▸ Exercise
Exact copies are required of the lines from the line containing "the brown fence" through the final line of the listing, both included, and of no other lines.

▸ Information

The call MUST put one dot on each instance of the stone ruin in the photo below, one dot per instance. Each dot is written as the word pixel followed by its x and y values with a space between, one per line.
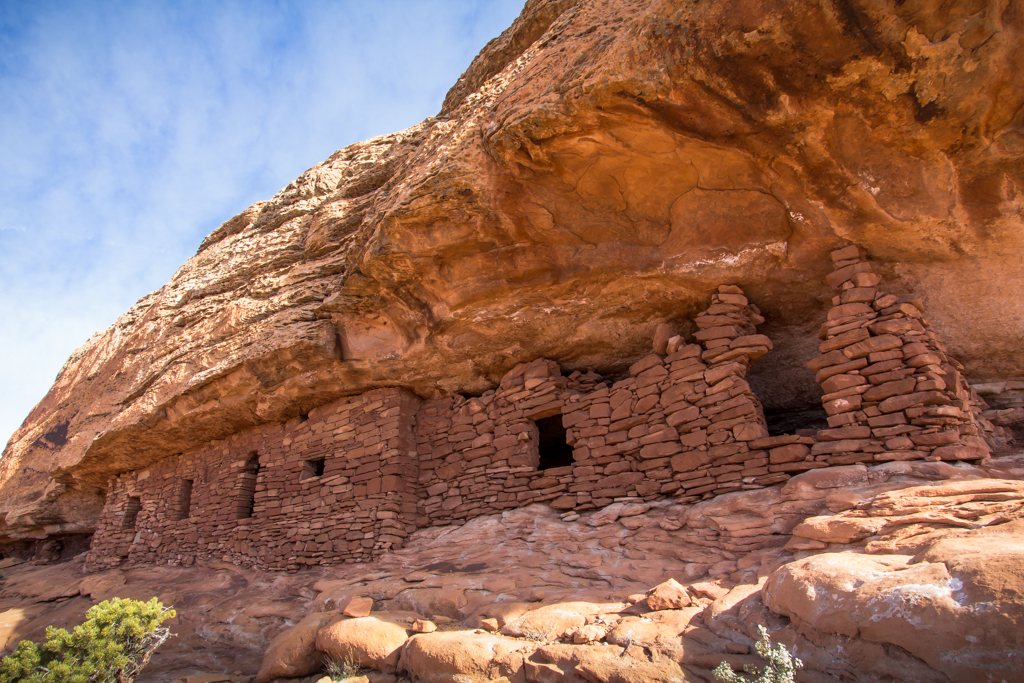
pixel 354 477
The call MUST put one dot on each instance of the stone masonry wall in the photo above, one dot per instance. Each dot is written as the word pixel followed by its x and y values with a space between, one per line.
pixel 363 503
pixel 890 390
pixel 359 474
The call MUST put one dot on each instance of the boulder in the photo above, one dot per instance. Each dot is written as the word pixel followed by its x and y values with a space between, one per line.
pixel 358 607
pixel 554 622
pixel 293 652
pixel 372 642
pixel 957 605
pixel 463 656
pixel 670 595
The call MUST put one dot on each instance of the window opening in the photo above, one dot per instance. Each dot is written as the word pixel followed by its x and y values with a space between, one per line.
pixel 554 450
pixel 246 500
pixel 312 468
pixel 131 513
pixel 184 499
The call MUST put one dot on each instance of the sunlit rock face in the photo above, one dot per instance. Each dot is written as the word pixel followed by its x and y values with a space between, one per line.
pixel 599 170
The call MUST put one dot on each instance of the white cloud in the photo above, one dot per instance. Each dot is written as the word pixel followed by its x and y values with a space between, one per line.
pixel 131 130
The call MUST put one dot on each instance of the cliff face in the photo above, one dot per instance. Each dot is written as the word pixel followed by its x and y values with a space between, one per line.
pixel 598 170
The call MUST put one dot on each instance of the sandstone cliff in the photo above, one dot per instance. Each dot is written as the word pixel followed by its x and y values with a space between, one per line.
pixel 599 169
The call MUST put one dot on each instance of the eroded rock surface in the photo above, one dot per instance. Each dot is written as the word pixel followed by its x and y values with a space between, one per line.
pixel 599 169
pixel 932 594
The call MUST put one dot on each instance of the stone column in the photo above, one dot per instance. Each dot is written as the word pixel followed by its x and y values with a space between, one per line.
pixel 890 390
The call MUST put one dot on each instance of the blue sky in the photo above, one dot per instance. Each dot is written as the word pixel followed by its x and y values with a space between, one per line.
pixel 130 130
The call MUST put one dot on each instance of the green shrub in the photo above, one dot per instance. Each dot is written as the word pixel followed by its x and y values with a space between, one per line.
pixel 112 646
pixel 781 666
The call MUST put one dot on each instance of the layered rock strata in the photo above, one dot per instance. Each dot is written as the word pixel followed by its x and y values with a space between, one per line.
pixel 351 479
pixel 597 172
pixel 920 559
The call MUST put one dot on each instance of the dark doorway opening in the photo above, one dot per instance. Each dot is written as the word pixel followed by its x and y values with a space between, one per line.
pixel 552 445
pixel 246 498
pixel 312 469
pixel 794 420
pixel 131 513
pixel 184 499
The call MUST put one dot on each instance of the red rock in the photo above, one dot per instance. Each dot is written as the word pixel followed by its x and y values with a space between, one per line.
pixel 293 652
pixel 440 656
pixel 372 642
pixel 668 595
pixel 358 607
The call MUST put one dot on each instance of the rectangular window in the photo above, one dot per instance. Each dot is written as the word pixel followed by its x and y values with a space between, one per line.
pixel 184 499
pixel 553 446
pixel 246 497
pixel 312 468
pixel 131 513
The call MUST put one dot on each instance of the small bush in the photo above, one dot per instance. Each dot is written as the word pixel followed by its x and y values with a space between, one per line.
pixel 339 670
pixel 781 666
pixel 112 646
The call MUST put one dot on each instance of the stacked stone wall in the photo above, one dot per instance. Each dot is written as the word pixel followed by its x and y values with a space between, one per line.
pixel 363 503
pixel 359 474
pixel 890 389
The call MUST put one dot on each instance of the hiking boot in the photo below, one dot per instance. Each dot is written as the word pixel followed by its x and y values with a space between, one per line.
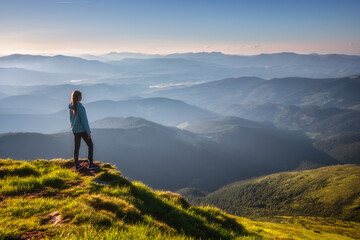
pixel 79 167
pixel 93 166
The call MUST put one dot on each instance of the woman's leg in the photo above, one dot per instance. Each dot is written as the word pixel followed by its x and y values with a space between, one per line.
pixel 77 141
pixel 90 144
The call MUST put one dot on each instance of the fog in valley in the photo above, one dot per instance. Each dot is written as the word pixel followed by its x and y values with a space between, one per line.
pixel 200 120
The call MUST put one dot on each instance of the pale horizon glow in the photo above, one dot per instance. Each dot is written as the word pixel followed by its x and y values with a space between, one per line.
pixel 238 27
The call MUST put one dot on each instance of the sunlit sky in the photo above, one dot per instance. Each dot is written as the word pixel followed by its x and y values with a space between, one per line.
pixel 166 26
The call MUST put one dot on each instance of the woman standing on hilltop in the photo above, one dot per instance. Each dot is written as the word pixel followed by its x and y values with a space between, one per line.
pixel 80 128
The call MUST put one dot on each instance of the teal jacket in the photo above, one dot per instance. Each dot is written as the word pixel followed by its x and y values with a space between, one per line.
pixel 79 122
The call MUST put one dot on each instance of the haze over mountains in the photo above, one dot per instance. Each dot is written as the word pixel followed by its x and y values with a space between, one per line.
pixel 191 120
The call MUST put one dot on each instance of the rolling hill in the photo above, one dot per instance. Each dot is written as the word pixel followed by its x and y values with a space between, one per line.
pixel 265 148
pixel 161 110
pixel 170 158
pixel 340 92
pixel 45 199
pixel 343 147
pixel 327 192
pixel 99 204
pixel 318 122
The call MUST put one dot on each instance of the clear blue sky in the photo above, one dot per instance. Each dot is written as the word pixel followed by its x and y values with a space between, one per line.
pixel 165 26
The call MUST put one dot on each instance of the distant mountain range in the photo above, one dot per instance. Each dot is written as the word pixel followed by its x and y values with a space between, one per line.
pixel 120 68
pixel 318 122
pixel 161 110
pixel 343 147
pixel 169 158
pixel 328 192
pixel 340 92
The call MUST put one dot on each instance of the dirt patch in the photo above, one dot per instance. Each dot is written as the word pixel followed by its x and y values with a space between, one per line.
pixel 53 218
pixel 35 235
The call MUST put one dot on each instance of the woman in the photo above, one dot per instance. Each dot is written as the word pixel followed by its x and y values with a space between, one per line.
pixel 80 128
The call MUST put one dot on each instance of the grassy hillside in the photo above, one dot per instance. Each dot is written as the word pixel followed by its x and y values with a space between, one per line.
pixel 343 147
pixel 47 200
pixel 326 192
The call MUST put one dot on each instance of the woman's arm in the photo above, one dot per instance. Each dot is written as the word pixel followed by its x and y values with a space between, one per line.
pixel 84 120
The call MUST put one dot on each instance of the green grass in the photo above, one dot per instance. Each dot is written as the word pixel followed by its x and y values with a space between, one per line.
pixel 46 200
pixel 331 191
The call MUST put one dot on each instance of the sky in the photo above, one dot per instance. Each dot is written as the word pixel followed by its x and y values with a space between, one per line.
pixel 243 27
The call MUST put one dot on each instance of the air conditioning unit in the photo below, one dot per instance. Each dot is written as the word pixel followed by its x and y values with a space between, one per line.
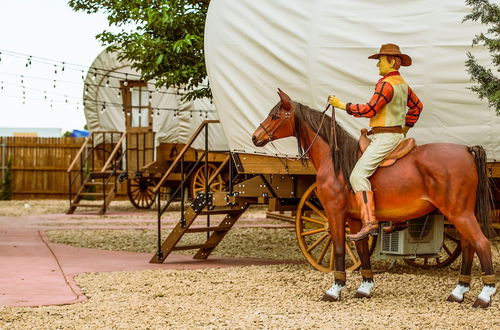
pixel 424 236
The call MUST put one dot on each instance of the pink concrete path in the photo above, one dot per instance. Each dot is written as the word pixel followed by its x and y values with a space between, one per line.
pixel 35 272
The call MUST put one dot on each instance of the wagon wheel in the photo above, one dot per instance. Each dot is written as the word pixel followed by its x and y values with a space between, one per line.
pixel 198 182
pixel 314 238
pixel 140 192
pixel 450 252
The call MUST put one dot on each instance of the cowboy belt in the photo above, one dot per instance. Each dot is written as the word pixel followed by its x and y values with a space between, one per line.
pixel 388 129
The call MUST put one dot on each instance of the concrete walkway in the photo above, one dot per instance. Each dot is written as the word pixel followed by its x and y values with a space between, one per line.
pixel 34 272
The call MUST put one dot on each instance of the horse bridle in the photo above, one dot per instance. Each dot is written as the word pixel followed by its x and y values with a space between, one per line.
pixel 287 116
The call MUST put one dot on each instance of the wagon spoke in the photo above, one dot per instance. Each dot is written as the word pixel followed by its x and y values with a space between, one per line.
pixel 317 242
pixel 309 219
pixel 315 231
pixel 315 209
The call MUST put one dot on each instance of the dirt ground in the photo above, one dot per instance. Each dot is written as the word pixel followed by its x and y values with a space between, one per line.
pixel 274 297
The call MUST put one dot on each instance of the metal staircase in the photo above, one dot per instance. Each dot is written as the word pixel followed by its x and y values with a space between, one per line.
pixel 97 185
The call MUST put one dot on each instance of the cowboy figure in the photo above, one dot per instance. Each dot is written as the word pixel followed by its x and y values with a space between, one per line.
pixel 389 122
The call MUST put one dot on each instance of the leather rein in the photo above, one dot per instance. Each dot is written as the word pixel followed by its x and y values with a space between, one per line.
pixel 333 132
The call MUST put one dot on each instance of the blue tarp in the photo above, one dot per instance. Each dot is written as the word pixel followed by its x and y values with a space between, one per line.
pixel 78 133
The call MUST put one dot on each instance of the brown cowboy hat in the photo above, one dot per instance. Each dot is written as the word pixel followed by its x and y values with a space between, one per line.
pixel 392 49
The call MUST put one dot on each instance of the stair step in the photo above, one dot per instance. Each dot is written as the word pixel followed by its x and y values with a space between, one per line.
pixel 85 205
pixel 191 247
pixel 206 229
pixel 225 211
pixel 100 174
pixel 97 183
pixel 91 194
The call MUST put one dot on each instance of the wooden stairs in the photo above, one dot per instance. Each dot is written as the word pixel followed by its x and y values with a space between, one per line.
pixel 205 205
pixel 97 192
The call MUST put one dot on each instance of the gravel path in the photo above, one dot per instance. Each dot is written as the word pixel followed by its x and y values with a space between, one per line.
pixel 271 297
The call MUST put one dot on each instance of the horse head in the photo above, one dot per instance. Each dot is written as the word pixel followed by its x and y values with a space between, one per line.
pixel 279 123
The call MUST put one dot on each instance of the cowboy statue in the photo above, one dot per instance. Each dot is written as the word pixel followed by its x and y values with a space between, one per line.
pixel 389 122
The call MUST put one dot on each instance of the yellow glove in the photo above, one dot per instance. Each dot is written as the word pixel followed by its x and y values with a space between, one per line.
pixel 336 102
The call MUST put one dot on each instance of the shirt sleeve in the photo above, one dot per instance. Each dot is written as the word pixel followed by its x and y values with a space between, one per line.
pixel 415 108
pixel 383 95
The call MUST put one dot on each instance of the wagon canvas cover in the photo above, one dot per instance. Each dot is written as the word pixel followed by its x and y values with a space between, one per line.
pixel 174 122
pixel 315 48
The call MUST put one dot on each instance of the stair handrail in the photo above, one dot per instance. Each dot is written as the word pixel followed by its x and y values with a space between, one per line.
pixel 78 154
pixel 182 152
pixel 115 150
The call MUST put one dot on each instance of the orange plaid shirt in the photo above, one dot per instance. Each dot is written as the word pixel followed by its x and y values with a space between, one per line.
pixel 383 95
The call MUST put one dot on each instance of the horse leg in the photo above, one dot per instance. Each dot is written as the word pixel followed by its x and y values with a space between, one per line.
pixel 469 228
pixel 463 286
pixel 367 283
pixel 336 218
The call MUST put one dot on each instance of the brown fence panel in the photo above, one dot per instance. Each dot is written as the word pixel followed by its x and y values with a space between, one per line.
pixel 39 165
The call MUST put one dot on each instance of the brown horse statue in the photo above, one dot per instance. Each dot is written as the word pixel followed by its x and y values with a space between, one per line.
pixel 448 177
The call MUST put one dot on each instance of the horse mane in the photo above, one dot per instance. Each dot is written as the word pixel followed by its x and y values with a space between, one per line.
pixel 347 156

▸ Response
The call MUST put one dot on each instance of the brown fence panel in the photo above, one dot per instance. Each dot is written as the word pixel followed by its x and y values with a space between, one per line.
pixel 39 165
The call MUST put one dot on each instance of the brown horse statue in the photo above, one dot per instance. Each dot is written as the word pixel followed by its x and y values with a space between, one per line.
pixel 448 177
The call MUST put one dot on each instance of the horse mane in the photo above, one dot per instance. Each dot is written as the word pixel followed by its x and y values with a space between, one per line.
pixel 347 156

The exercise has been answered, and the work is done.